Requirement →
The listing below is to be reproduced in full, exactly as given.

Supplied records →
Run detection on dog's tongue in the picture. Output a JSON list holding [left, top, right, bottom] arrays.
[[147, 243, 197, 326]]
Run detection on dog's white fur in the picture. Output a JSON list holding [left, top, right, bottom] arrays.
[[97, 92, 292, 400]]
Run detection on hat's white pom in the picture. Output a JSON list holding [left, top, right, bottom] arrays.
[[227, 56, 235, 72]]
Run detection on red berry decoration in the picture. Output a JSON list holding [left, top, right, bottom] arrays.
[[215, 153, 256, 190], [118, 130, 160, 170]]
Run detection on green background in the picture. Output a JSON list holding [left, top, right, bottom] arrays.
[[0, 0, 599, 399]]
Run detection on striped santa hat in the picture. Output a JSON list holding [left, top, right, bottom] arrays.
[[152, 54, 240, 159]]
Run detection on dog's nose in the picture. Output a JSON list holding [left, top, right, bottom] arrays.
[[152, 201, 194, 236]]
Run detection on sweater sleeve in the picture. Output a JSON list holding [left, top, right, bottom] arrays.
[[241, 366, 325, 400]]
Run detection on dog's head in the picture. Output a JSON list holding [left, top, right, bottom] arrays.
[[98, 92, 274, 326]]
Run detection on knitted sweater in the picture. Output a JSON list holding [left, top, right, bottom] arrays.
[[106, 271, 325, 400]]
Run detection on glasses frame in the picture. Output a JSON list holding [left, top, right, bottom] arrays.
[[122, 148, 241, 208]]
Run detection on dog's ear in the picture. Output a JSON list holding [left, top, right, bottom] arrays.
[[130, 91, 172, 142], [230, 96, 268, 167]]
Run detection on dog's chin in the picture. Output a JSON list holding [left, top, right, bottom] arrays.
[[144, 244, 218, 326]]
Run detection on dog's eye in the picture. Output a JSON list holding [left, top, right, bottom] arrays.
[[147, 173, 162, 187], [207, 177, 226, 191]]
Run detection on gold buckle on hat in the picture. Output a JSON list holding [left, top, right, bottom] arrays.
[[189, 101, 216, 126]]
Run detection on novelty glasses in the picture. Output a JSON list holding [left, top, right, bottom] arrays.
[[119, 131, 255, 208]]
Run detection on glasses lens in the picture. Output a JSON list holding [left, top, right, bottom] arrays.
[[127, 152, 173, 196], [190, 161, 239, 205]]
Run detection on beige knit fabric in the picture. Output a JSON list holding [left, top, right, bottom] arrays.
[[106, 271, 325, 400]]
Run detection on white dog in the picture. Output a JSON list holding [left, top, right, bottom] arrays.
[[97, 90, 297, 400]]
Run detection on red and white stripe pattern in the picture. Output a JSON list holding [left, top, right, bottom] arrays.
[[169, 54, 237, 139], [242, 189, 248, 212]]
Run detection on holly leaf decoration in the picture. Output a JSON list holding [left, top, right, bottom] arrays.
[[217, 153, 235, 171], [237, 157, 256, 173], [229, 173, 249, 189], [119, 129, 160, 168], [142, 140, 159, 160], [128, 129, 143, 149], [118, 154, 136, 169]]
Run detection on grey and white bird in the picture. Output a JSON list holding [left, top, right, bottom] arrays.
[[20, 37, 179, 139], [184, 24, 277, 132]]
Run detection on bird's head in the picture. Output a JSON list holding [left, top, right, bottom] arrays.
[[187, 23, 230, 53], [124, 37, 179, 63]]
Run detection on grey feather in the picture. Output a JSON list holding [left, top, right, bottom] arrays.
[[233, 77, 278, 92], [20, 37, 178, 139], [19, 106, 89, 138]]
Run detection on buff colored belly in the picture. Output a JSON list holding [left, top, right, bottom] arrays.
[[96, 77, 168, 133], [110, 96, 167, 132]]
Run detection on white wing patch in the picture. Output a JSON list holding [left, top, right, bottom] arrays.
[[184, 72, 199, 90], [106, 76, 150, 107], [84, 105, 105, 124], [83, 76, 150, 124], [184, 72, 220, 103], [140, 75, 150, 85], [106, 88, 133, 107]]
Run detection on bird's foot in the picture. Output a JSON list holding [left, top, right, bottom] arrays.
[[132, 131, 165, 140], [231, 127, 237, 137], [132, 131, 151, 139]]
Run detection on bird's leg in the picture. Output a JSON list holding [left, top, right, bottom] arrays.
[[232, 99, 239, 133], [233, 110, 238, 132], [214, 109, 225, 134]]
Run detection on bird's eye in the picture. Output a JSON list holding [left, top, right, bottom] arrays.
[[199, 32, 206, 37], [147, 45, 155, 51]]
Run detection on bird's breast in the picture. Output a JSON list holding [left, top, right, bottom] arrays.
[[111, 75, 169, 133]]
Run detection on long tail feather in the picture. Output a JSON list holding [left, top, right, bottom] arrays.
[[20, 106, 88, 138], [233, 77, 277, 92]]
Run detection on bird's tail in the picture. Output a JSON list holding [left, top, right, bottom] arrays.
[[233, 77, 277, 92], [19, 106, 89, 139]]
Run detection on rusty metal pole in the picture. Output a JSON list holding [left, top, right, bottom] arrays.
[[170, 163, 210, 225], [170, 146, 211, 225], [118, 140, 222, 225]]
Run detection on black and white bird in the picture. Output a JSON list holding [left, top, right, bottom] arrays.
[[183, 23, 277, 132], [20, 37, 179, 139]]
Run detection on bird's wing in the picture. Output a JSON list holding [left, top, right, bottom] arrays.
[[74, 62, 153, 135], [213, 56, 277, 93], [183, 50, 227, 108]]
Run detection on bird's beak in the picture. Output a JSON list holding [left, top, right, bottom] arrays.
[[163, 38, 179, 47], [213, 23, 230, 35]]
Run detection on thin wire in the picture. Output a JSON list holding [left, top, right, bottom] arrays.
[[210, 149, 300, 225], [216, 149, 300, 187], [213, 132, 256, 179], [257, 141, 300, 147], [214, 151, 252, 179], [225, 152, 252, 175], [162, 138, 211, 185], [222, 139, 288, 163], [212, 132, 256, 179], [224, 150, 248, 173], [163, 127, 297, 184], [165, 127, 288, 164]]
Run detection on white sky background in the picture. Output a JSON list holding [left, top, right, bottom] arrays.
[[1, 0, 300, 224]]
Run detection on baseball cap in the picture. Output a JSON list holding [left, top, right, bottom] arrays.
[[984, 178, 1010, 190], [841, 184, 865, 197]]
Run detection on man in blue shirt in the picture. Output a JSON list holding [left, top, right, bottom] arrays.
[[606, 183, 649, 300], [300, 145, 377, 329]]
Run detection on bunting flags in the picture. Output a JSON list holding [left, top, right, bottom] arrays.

Solved problem →
Run detection on dog's tongue in the picture. Output a JSON list holding [left, top, right, bottom] arrays.
[[147, 243, 197, 326]]
Run detection on dog's white fur in the picture. Output a JSON list holding [left, top, right, bottom] arrays.
[[97, 92, 292, 400]]
Run detection on hat's white pom in the picture. Output a JSON list holding [left, top, right, bottom] arrays.
[[227, 56, 235, 72]]
Run detection on red berry decoration in the picture. Output a JSON list holding [left, top, right, bottom] arrays.
[[215, 153, 256, 190], [118, 130, 160, 170]]
Run detection on green background in the picture. Output a JSON list holding [left, top, right, bottom] arrays.
[[0, 0, 599, 399]]
Run detection on striped santa hat in the picture. Output a JSON list holding [left, top, right, bottom] arrays.
[[152, 54, 240, 159]]
Run detection on dog's nose in the picture. Output a JSON list holding [left, top, right, bottom] arrays.
[[152, 201, 194, 236]]
Run detection on sweater sleeve in the picture. Output a JSON list holding [left, top, right, bottom] arrays.
[[241, 366, 325, 400]]
Run detection on dog's head in the picture. Output a JSON list holding [left, top, right, bottom] arrays.
[[98, 92, 274, 326]]
Run detection on knitted sweater in the picture. Output a JSON list holding [left, top, right, bottom] arrays.
[[106, 271, 325, 400]]
Run detection on glasses frame in the picture. Output a JSON list holding [left, top, right, bottom] arrays.
[[122, 148, 241, 208]]
Run detection on dog's ear in the picture. Output a JSON list holding [left, top, right, bottom] arrays.
[[130, 91, 172, 142], [230, 96, 268, 167]]
Run detection on dog's chin in the picture. Output a JSON list holding [left, top, right, bottom] arrays.
[[144, 244, 218, 326]]
Run detection on dog's eye in the picture. Output a JSON list holding [left, top, right, bottom] arrays.
[[147, 173, 162, 187], [207, 177, 226, 191]]
Run detection on gold buckle on hat in the picture. Output a JSON list holding [left, top, right, bottom] arrays.
[[189, 101, 216, 126]]
Run detection on novelty glasses in the picture. Output a JSON list holding [left, top, right, bottom] arrays.
[[119, 131, 255, 208]]
Run detection on glasses lens in the picture. Output a JSON list holding [left, top, right, bottom] arrays.
[[127, 152, 173, 196], [190, 161, 239, 205]]
Run detection on beige knit fabric in the picture. Output a JSON list holding [left, top, right, bottom] arrays.
[[106, 271, 325, 400]]
Run detection on white dog in the picture. Output a JSON list holding [left, top, right, bottom] arrays.
[[97, 90, 297, 400]]
Run detection on red and white stripe pattern in the picture. Output a JSON list holding [left, top, right, bottom] arrays.
[[169, 54, 237, 139], [242, 189, 248, 212]]
Run detection on holly leaf decoration in the picture. Output a JSON list holding [left, top, right, bottom] arrays.
[[217, 153, 235, 171], [237, 157, 256, 173], [229, 173, 249, 189], [119, 129, 160, 168], [142, 140, 159, 160], [128, 129, 143, 149], [118, 154, 136, 169]]
Run detection on grey and white bird in the picture. Output a JSON list holding [left, top, right, bottom] arrays.
[[20, 37, 179, 139], [184, 24, 277, 132]]
Run detection on bird's head in the picture. Output a JSON list holding [left, top, right, bottom] arrays.
[[187, 23, 230, 53], [124, 37, 179, 63]]
Run detection on grey feather in the picture. Output a JSON list holding [left, top, right, bottom] arrays.
[[233, 77, 278, 92], [20, 37, 178, 139], [19, 106, 89, 138]]
Run detection on buff colored belly in the picture. Output a JSON list holding [left, top, right, bottom] arrays.
[[96, 77, 168, 133], [110, 96, 167, 132]]
Run detection on white wing patch in the picture. Output a JSON list holding [left, top, right, bottom] arrays.
[[184, 72, 199, 90], [106, 76, 150, 107], [84, 105, 105, 124], [83, 76, 150, 124], [184, 72, 220, 103], [140, 75, 150, 85], [106, 88, 133, 107]]
Run detection on bird's foot in the picture. Output a JSON list holding [left, top, right, bottom] arrays.
[[132, 131, 165, 140], [231, 127, 237, 137], [132, 131, 151, 139]]
Run detection on bird's leg in the picture. Output a JSON list holding [left, top, right, bottom] arrays.
[[232, 99, 239, 133], [233, 110, 238, 132], [214, 109, 225, 134]]
Run detection on bird's eye in the picture. Output a JSON list holding [left, top, right, bottom] arrays.
[[199, 32, 206, 37], [147, 45, 155, 51]]
Run detection on bird's breast in the picture. Output a JSON list holding [left, top, right, bottom] arrays.
[[111, 75, 169, 133]]
Run detection on long tail feather in the picture. Output a JSON list holding [left, top, right, bottom] arrays.
[[20, 106, 88, 138], [233, 77, 277, 92]]
Run detection on bird's tail in the picture. Output a JSON list holding [left, top, right, bottom] arrays.
[[233, 77, 277, 92], [19, 106, 89, 139]]
Run detection on rusty metal pole in the picture. Output a JSON list holding [left, top, right, bottom] arrays.
[[170, 163, 210, 225], [170, 146, 211, 225], [118, 140, 222, 225]]
Run detection on black and white bird in the picture. Output a JSON list holding [left, top, right, bottom] arrays.
[[183, 23, 277, 132], [20, 37, 179, 139]]
Run detection on bird's wing in the picture. Output a JSON list holding [left, top, right, bottom] arrays.
[[74, 62, 153, 135], [213, 56, 277, 93], [183, 50, 227, 108]]
Run detection on bird's beak in the picture. Output a JSON list holding [left, top, right, bottom] arrays.
[[163, 38, 179, 47], [213, 23, 230, 35]]
Run detection on thin wire in the picture. Output a JSON list holding [left, top, right, bottom] arrays.
[[210, 149, 300, 225], [216, 149, 300, 187], [213, 132, 256, 179], [257, 141, 300, 147], [214, 151, 252, 179], [225, 152, 252, 175], [162, 138, 211, 185], [222, 139, 288, 163], [212, 132, 256, 179], [224, 150, 248, 173], [163, 127, 297, 184], [165, 127, 288, 164]]
Run detection on white sky background in the picture. Output a JSON list holding [left, top, right, bottom] arrays.
[[1, 0, 300, 224]]
Run detection on baseball cap in the picture. Output a JSON list holding [left, top, right, bottom] arrays.
[[984, 178, 1010, 190], [841, 184, 865, 197]]
Run detection on man in blue shirt in the picture. Output a JSON list holding [left, top, right, bottom] arrays.
[[606, 183, 649, 300], [300, 145, 377, 329]]
Run detection on bunting flags in the picture. Output a JSON list holding [left, top, right, bottom] arrays.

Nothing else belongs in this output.